• _INSTRUCTIONS TO FOLLOW_
Line by line, copy all of the data exactly.

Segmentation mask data

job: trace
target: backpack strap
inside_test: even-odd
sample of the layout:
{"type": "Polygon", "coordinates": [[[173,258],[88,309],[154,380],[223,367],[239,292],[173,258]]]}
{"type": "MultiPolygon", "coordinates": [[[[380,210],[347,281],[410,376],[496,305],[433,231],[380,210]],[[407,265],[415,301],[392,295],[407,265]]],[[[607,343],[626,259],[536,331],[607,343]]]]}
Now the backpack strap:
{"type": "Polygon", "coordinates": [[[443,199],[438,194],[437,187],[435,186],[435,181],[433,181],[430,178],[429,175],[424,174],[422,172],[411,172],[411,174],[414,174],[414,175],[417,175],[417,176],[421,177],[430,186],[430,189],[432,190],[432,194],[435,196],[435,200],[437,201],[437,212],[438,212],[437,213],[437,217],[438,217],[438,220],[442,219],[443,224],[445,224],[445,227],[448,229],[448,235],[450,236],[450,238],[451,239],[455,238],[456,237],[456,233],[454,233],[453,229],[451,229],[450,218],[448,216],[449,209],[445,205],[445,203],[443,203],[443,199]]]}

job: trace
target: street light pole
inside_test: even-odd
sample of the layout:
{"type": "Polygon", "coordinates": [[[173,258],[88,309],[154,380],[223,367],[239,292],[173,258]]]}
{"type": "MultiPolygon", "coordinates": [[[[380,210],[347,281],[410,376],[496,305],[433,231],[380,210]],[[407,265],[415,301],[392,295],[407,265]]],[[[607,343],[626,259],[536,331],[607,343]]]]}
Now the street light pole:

• _ANSWER SPACE_
job: trace
target: backpack strap
inside_test: even-odd
sample of the layout:
{"type": "Polygon", "coordinates": [[[173,258],[88,309],[154,380],[223,367],[239,292],[173,258]]]}
{"type": "MultiPolygon", "coordinates": [[[[380,210],[347,281],[410,376],[496,305],[433,231],[380,210]],[[407,265],[415,301],[392,295],[407,265]]],[[[607,343],[626,259],[536,331],[607,343]]]]}
Now the backpack strap:
{"type": "Polygon", "coordinates": [[[443,199],[438,194],[437,187],[435,186],[435,181],[433,181],[430,178],[429,175],[424,174],[422,172],[411,172],[411,174],[414,174],[414,175],[417,175],[417,176],[421,177],[430,186],[430,189],[432,190],[432,194],[435,196],[435,200],[437,201],[437,212],[438,212],[437,213],[437,217],[438,217],[438,220],[442,219],[443,224],[445,224],[445,227],[448,229],[448,235],[450,236],[450,238],[451,239],[455,238],[456,237],[456,233],[454,233],[453,229],[451,229],[450,218],[448,216],[449,209],[445,205],[445,203],[443,203],[443,199]]]}

job: trace
target: street light pole
inside_test: even-odd
sample of the layout:
{"type": "Polygon", "coordinates": [[[173,258],[88,309],[154,380],[223,367],[239,292],[173,258]]]}
{"type": "MultiPolygon", "coordinates": [[[[380,210],[347,281],[410,376],[496,305],[433,231],[380,210]],[[407,265],[415,301],[392,295],[407,265]]],[[[607,343],[626,259],[536,331],[607,343]]]]}
Now the street light pole:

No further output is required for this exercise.